● **Your instructions**:
Transcribe the records exactly from the line with "of the wooden" to the end, both included.

(Records from a data source)
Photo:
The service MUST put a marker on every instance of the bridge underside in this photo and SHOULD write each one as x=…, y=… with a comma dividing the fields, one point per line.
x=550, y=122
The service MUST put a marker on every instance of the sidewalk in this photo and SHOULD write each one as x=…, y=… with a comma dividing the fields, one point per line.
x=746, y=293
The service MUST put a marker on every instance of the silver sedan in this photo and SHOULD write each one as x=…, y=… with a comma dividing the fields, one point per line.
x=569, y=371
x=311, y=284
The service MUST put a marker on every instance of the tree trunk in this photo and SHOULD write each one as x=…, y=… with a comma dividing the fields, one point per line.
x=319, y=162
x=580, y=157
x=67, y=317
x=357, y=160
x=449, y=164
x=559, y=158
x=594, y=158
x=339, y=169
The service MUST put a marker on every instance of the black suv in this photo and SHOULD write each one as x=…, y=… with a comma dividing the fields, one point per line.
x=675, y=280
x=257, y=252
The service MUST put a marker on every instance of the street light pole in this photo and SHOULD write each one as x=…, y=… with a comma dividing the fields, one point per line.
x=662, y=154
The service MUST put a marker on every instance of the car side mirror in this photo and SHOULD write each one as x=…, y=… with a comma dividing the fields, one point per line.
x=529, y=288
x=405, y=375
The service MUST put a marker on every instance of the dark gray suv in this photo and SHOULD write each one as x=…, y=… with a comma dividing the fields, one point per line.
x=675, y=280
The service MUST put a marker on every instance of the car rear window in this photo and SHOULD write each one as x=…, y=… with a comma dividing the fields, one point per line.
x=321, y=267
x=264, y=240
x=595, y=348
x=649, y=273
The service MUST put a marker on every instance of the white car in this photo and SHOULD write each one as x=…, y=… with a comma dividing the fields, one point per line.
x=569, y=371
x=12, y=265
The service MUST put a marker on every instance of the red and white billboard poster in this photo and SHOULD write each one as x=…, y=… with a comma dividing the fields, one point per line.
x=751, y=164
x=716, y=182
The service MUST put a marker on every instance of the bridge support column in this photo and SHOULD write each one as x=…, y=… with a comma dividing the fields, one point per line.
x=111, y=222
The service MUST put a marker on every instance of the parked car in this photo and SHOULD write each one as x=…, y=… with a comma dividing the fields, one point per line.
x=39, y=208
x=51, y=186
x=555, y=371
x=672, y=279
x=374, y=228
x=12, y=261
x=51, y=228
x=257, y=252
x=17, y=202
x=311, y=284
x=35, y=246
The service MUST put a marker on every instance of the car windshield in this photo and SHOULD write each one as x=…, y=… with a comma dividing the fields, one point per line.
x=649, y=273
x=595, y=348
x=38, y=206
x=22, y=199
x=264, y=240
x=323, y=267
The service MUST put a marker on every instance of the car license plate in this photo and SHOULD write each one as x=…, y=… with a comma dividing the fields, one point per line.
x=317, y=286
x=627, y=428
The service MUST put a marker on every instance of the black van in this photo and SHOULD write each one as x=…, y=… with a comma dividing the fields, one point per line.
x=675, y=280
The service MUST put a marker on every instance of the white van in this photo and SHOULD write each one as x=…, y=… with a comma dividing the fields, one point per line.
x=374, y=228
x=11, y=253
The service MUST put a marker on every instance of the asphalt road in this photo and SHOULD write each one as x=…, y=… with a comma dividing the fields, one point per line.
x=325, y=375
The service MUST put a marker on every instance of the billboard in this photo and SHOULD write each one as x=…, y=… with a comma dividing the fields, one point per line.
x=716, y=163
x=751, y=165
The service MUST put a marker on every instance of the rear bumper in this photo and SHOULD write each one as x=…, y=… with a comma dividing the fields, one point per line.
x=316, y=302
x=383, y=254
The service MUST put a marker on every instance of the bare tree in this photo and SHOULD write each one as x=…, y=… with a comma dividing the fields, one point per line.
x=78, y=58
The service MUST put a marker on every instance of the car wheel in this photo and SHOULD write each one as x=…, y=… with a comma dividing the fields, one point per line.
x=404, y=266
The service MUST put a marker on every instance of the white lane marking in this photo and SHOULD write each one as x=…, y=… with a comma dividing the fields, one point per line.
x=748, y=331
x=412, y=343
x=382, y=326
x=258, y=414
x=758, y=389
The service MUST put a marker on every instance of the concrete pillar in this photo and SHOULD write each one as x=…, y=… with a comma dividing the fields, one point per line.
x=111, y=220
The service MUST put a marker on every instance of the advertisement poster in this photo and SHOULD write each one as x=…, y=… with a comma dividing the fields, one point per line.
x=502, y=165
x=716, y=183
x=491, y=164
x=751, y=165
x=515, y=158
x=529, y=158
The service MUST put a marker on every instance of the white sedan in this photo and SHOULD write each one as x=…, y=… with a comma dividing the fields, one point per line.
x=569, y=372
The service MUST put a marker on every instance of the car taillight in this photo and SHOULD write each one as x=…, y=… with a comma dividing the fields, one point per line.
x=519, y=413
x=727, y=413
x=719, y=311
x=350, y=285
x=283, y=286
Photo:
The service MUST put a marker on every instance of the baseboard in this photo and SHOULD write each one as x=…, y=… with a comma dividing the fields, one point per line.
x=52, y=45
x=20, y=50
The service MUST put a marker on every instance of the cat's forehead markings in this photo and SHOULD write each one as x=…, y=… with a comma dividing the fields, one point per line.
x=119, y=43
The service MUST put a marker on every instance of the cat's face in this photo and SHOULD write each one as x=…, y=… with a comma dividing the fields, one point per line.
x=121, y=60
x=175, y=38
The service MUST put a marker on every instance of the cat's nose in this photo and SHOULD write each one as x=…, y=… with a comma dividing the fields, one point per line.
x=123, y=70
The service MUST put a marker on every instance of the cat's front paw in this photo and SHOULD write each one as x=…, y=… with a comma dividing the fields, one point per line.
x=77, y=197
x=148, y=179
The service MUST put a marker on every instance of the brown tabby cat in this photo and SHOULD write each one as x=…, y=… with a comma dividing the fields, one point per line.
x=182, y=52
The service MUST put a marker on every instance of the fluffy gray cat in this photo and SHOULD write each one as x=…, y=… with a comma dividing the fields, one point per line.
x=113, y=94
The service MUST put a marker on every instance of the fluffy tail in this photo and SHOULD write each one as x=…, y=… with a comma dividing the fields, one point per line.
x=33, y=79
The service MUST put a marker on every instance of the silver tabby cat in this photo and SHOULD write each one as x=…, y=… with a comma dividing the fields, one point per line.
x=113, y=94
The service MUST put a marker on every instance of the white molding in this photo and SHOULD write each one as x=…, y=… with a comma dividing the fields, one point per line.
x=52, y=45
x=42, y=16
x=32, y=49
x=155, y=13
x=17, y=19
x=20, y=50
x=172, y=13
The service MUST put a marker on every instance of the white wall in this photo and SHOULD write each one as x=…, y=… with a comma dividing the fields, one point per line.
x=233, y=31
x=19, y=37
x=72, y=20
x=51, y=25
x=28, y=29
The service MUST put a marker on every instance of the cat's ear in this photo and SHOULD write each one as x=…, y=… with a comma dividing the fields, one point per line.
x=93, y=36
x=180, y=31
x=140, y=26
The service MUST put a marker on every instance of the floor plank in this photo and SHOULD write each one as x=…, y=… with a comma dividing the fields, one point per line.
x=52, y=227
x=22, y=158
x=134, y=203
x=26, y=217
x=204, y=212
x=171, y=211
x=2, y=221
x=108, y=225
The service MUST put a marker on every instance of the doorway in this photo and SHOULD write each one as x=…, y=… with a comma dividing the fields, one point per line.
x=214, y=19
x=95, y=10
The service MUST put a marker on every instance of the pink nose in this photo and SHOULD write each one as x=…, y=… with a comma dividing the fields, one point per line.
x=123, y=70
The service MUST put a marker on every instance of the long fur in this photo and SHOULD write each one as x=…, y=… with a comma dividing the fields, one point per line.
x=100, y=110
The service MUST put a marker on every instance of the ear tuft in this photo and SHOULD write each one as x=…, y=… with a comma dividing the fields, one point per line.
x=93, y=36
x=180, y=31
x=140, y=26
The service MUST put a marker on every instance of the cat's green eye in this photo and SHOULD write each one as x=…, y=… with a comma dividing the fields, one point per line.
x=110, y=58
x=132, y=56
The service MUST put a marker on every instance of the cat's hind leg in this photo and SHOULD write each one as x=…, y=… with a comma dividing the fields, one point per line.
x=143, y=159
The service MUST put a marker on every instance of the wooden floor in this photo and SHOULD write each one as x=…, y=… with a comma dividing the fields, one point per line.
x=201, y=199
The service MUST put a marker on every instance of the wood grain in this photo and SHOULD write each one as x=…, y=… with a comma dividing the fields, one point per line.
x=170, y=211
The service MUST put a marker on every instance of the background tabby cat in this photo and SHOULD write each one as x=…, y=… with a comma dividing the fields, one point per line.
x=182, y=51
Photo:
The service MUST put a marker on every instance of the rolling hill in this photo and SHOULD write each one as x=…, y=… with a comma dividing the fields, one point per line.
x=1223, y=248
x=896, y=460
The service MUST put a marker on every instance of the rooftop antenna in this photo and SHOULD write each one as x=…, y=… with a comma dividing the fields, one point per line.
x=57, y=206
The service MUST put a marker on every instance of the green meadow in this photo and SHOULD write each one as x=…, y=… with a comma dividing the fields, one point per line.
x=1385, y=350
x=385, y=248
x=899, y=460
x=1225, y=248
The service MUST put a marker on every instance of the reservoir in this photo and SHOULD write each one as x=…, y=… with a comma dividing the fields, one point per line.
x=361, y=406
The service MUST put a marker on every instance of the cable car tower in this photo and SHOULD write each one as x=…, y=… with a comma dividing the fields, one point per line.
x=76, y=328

● **Result**:
The service MUST put a marker on every instance of the wooden floor in this photo and SHOULD write each one as x=…, y=… with a comma dividing the fields, one point per line.
x=201, y=199
The service MUST put a marker on every instance of the wood grain in this photo and SHOULD write each one as x=…, y=… with a comma dividing the fields, one point per line.
x=170, y=211
The service MUST put a marker on every instance of the background tabby cat in this photo and SHOULD write each one as x=…, y=… with a comma dividing the fields, one point per line.
x=182, y=51
Photo:
The service MUST put a marker on every instance of the rolling hill in this photo and SHOULD write each one as x=…, y=… with a comma dividing the fields, one point per line.
x=1223, y=248
x=896, y=460
The service MUST put a marker on every instance of the rooftop antenna in this photo and SHOULD write each one as x=…, y=… with a comma dividing the fields, one point per line.
x=57, y=206
The service MUST put a marker on every instance of the green meadow in this photo and SHOULD write each one as x=…, y=… with a comma dividing the fields, one point per line.
x=1385, y=350
x=385, y=248
x=899, y=460
x=1225, y=248
The service MUST put a marker on every instance of the reservoir in this photo and SHOULD write each one as x=…, y=… with a comma dividing the fields, one point per line.
x=361, y=406
The service MUST put a marker on every instance of the cable car tower in this photo and SHOULD write each one as x=…, y=… with a comma dividing the fields, one point per line.
x=76, y=328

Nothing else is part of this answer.